# EXERCISE INSTRUCTIONS
Rewrite the E.K. Blessing article between "The brass instrument" and "new production introductions.", inclusive, renaming "manufacturing associates" as "production workers".

MARCH 5 I E.K. BLESSING I EXPANSION E.K. Blessing Adds
E.K. Blessing recently made plans to expand its manufacturing facility in Elkhart, Ind. The initiative will create as many as 22 new jobs by 2012.
The brass instrument maker, which was acquired by Verne Q. Powell Flutes in October 2009, will invest more than $2.6 million to relocate its brass instrument production from Germany and Taiwan to Indiana. As part of the expansion, E.K. Blessing will move to a larger facility, which previously housed Damon Motor Coach, in May.
The company has plans to expand its marching and background brass line to include manufacturing euphoniums, baritones, tubas and French horns. Hiring additional manufacturing associates will coincide with the new production introductions.
“Blessing is now the only musical instrument maker that is producing all its instruments in Elkhart,” said Steven Wasser, president of Verne Q. Powell Flutes. “Our management team is comprised of highly successful industry veterans, and our first executive decision was to discontinue all Blessing products that were being imported from Asia. We value the many skilled musical instrument makers in Elkhart and the wonderful support that has been demonstrated by local officials.”

# EXERCISE DATA
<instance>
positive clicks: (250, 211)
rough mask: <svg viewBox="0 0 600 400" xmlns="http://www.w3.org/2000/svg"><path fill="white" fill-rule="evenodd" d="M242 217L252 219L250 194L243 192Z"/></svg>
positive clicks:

# YOUR SOLUTION
The brass instrument maker, which was acquired by Verne Q. Powell Flutes in October 2009, will invest more than $2.6 million to relocate its brass instrument production from Germany and Taiwan to Indiana. As part of the expansion, E.K. Blessing will move to a larger facility, which previously housed Damon Motor Coach, in May.
The company has plans to expand its marching and background brass line to include manufacturing euphoniums, baritones, tubas and French horns. Hiring additional production workers will coincide with the new production introductions.